[Excerpts from a location annotation dataset]

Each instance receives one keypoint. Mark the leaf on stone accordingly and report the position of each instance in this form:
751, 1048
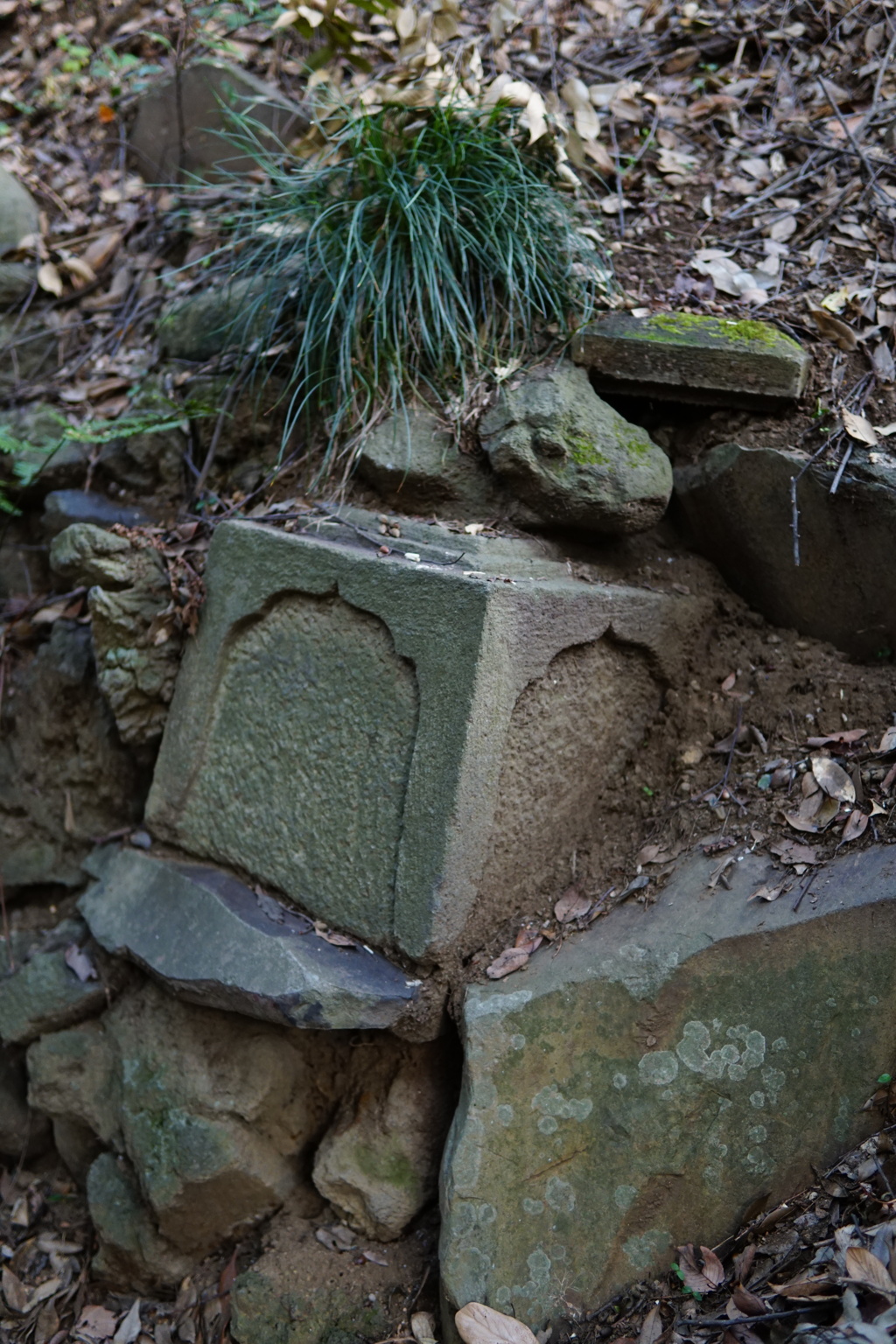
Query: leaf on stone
860, 428
700, 1278
80, 962
747, 1301
792, 852
511, 960
479, 1324
856, 825
572, 905
95, 1323
130, 1326
652, 1328
833, 780
766, 892
15, 1292
866, 1269
835, 330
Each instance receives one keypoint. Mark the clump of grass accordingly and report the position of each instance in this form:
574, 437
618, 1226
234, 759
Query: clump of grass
418, 255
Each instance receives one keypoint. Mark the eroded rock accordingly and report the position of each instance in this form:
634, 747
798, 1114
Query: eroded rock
220, 944
693, 358
414, 461
65, 777
738, 503
574, 460
640, 1088
214, 1112
375, 735
378, 1164
130, 592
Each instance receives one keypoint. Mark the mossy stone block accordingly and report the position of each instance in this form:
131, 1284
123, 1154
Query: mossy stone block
693, 358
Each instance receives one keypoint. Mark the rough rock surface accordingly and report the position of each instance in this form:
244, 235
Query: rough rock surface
18, 218
198, 100
62, 508
65, 776
130, 593
574, 460
644, 1086
378, 1164
375, 735
45, 993
414, 461
23, 1132
130, 1249
739, 508
220, 944
214, 1112
300, 1292
693, 358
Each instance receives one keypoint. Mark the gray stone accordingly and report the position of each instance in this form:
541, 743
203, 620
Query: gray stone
65, 777
414, 461
645, 1085
574, 460
19, 218
23, 1132
46, 995
378, 1164
137, 652
46, 460
216, 942
215, 1113
62, 508
693, 358
130, 1249
844, 591
198, 100
374, 735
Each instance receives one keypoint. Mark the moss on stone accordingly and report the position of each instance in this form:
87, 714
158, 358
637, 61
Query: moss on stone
662, 327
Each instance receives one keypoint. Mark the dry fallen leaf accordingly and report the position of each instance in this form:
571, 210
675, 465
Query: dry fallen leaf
572, 905
856, 825
702, 1280
866, 1269
860, 428
835, 330
511, 960
479, 1324
833, 779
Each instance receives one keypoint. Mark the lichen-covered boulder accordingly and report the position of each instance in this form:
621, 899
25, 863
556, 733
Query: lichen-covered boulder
137, 654
378, 1164
574, 460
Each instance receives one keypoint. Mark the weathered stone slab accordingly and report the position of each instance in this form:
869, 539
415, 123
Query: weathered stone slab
644, 1086
414, 461
739, 508
690, 358
572, 458
375, 734
213, 941
182, 130
46, 995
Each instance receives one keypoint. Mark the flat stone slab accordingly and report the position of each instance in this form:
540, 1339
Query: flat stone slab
374, 734
739, 508
196, 101
690, 358
215, 942
641, 1088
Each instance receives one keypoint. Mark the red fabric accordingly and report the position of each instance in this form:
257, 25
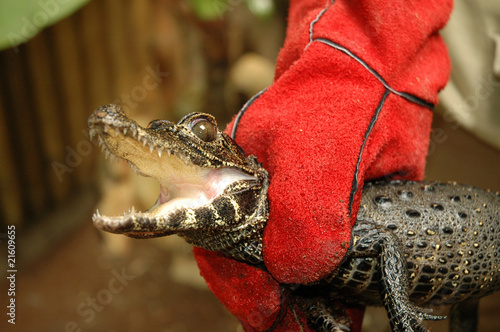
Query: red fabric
310, 128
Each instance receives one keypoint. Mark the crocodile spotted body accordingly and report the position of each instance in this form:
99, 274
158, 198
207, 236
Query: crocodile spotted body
413, 244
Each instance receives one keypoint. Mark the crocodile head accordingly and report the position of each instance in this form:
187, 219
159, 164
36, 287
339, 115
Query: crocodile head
211, 194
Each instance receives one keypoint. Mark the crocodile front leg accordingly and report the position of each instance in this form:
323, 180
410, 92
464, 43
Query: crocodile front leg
393, 283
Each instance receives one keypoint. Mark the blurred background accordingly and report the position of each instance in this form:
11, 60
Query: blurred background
164, 59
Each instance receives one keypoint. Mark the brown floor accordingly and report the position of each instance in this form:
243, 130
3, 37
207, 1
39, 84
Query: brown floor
75, 286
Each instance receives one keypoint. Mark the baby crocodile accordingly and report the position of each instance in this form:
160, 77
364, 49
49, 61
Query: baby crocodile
414, 244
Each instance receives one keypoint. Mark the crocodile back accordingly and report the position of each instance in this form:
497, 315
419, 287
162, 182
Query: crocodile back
449, 233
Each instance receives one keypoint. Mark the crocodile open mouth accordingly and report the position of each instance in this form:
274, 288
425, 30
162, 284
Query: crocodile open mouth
183, 184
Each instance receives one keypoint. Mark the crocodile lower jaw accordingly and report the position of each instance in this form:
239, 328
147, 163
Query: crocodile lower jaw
183, 185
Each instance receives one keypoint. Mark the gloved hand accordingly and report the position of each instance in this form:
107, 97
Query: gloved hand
352, 100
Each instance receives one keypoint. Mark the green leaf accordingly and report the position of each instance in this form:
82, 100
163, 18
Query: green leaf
20, 20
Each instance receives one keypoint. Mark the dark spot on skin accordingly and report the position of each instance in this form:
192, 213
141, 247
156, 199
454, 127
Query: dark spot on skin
429, 188
413, 214
383, 201
428, 269
447, 230
405, 195
178, 218
364, 266
224, 207
204, 215
437, 207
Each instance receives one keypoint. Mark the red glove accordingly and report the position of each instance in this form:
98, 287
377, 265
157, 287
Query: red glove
352, 98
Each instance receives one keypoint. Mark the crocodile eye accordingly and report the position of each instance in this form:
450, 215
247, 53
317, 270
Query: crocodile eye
204, 129
157, 124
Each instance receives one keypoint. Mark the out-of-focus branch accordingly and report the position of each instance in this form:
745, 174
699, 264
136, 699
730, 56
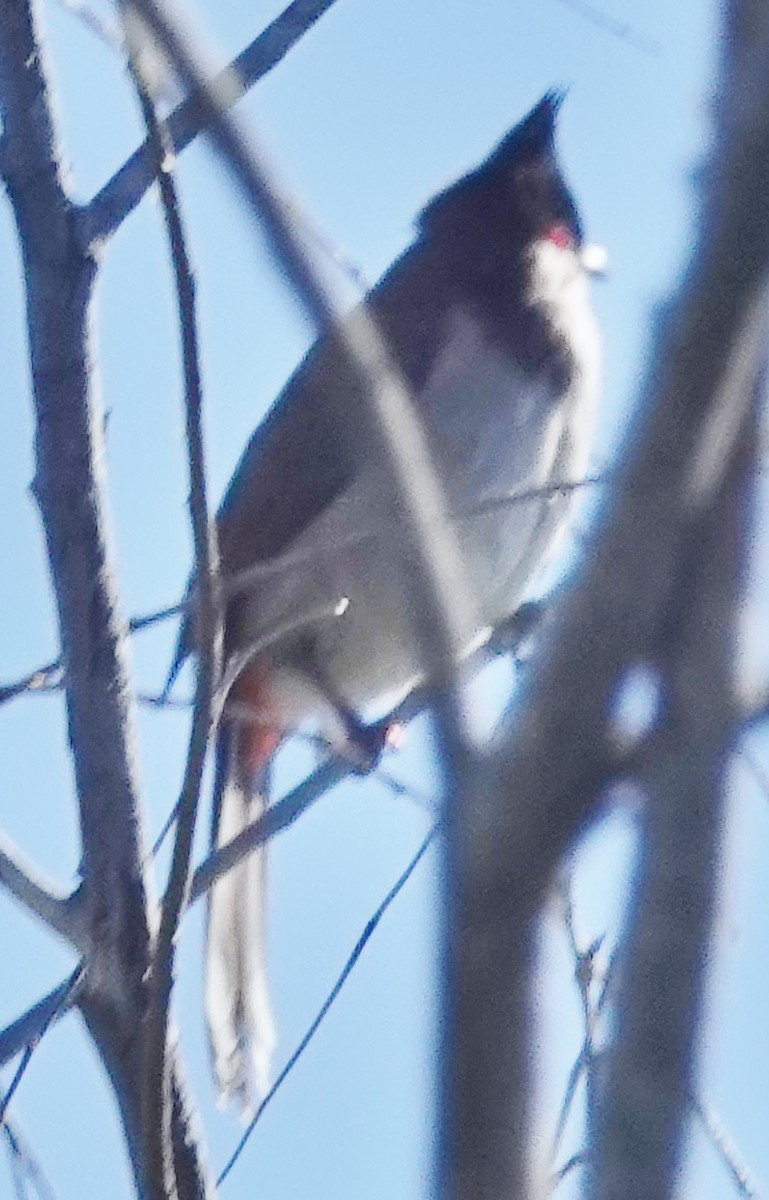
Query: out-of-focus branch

Problem details: Can you return all of the data above line for line, without the pictures?

Answer below:
Each instance receives one keypoint. Mark the leaf on stone accordingly and report the position of each instance in this form:
751, 1048
Query: leaf on stone
860, 428
700, 1278
80, 962
747, 1301
792, 852
511, 960
479, 1324
856, 825
572, 905
95, 1323
130, 1326
652, 1328
833, 780
766, 892
15, 1292
866, 1269
835, 330
Each instance receives one keypoint. Mark the clump of grass accordingly and report the position of each instance in this form:
574, 437
618, 1226
234, 759
Query: clump of grass
418, 255
Each instance receives one keypoint. Mark the eroded rock accordingly and report the position of each instance in this form:
634, 747
798, 1114
Query: eroded rock
220, 944
693, 358
414, 461
65, 777
738, 503
574, 460
640, 1088
214, 1112
375, 735
378, 1164
130, 592
Each instance receives one keypoint. Mark the mossy stone block accordingly and report the position of each instance in this form:
131, 1284
123, 1154
Query: mossy stone block
693, 358
Each instance receives one keypoint. Mark the rough rock surface accordingly and report the position of each instance in this form:
244, 235
Query: rough rock surface
18, 218
198, 100
62, 508
65, 776
130, 593
574, 460
644, 1086
378, 1164
375, 735
45, 993
414, 461
23, 1132
130, 1249
739, 508
220, 944
214, 1112
300, 1292
693, 358
Each instance receives one keypoint. Mark the gray stone accordingly and report the position of each instance in this form:
541, 743
203, 620
Query: gray stone
65, 777
414, 461
645, 1085
574, 460
19, 218
23, 1132
46, 995
378, 1164
137, 652
46, 460
216, 942
215, 1113
62, 508
693, 358
130, 1249
844, 591
198, 100
374, 735
Each instance receives one keypoint. Mark the moss on stone accordingly and report the position of each instance in this form:
87, 714
158, 358
637, 61
Query: moss on stone
662, 327
Each instance receives one keypoint. Mark the dry fallen leaf accordingly and report the position of each instance in this form:
571, 210
675, 465
Query: dry fallen leaf
572, 905
856, 825
702, 1280
866, 1269
860, 428
835, 330
511, 960
479, 1324
833, 779
Each instance receives one keypoint. Mark the lichen-covered boulder accordingly and report the position of each instance in this form:
621, 899
25, 863
556, 733
Query: lichen-covered boulder
137, 654
378, 1164
574, 460
Each instance receives one keypoint. Mark the weathered stone slab accordingly and report the position of each instance in this form:
869, 539
415, 123
Query: weathered stone slab
644, 1086
414, 461
739, 508
690, 358
572, 458
375, 734
213, 941
182, 130
46, 995
Each instance receives one keypoint. Mark the flat stone slab accordingly and report the position of each instance in this form:
540, 1339
Query: flat stone slab
374, 734
739, 508
196, 101
690, 358
215, 942
641, 1088
Each instance receives one keypoint. Mark the red fabric accordingly and report the position of each instance in this form:
257, 25
Query: red fabric
310, 128
Each instance receives one keypoint. Mark the crocodile spotted body accordingly and report the position of each instance in this form:
99, 274
158, 198
207, 236
Query: crocodile spotted body
413, 244
Each instance receives one keypoint. Mark the crocodile head accordingly and report the position of each instance in this form:
187, 219
159, 164
36, 287
339, 115
Query: crocodile head
211, 194
Each instance receives one keypoint. Mark the crocodile front leg accordingly and report the position of each instance in this form:
323, 180
410, 92
464, 43
Query: crocodile front leg
393, 283
Each instance receives one keypoint. Mark the blurred background accordingly and report the position of each instance in this form:
11, 60
Query: blurred background
164, 59
Each instance receives one keypoint. Mark the brown floor accordingly and report the position of each instance in this form:
243, 130
3, 37
207, 1
39, 84
Query: brown floor
75, 286
Each instance receives one keypoint. Mark the baby crocodile accordingly and report the position of each instance in this form:
160, 77
364, 49
49, 61
Query: baby crocodile
414, 244
Each instance receives one keypoint. Mark the crocodile back accordingly and report the position of each instance in this form:
497, 315
419, 287
162, 182
Query: crocodile back
449, 233
Each instance receives one keypoint. Mark the crocodile open mouth accordingly and report the position of each instance in this form:
274, 288
425, 30
162, 284
Query: crocodile open mouth
183, 184
Each instance receives one keypoint. Mark the crocodile lower jaw accordingly and report the position of each instance in this form:
239, 328
147, 163
Query: crocodile lower jaw
183, 185
Each instance receives one keypoint. Mark the gloved hand accordingly and report the position of each instance in this form:
107, 97
Query: gloved hand
352, 100
Each instance receives one keypoint. Mark the green leaf accordingly and report the position of each instance in this form:
82, 100
163, 18
Query: green leaf
20, 20
Each instance receives one keypoint. Mark the dark spot on skin accordingly and report the position of each instance in this form:
192, 213
141, 247
156, 199
454, 127
Query: dark spot on skin
429, 188
413, 214
383, 201
428, 269
447, 230
405, 195
178, 218
364, 266
224, 207
204, 215
437, 207
Each instance receives one keypoint. Mark the red glove accordingly and report the position of each instance in this form:
98, 287
377, 265
157, 287
Query: red glove
352, 98
Each instance receives one keypoint. Mark the crocodile eye accordingly and report the position of each instance in this form:
450, 215
247, 53
317, 270
Query: crocodile eye
204, 129
157, 124
Each instance receives one keypoint. Mark the out-of-focus branch accordingly and report the position of each instance in this form:
745, 174
699, 264
136, 699
730, 56
Query: out-of-focus branch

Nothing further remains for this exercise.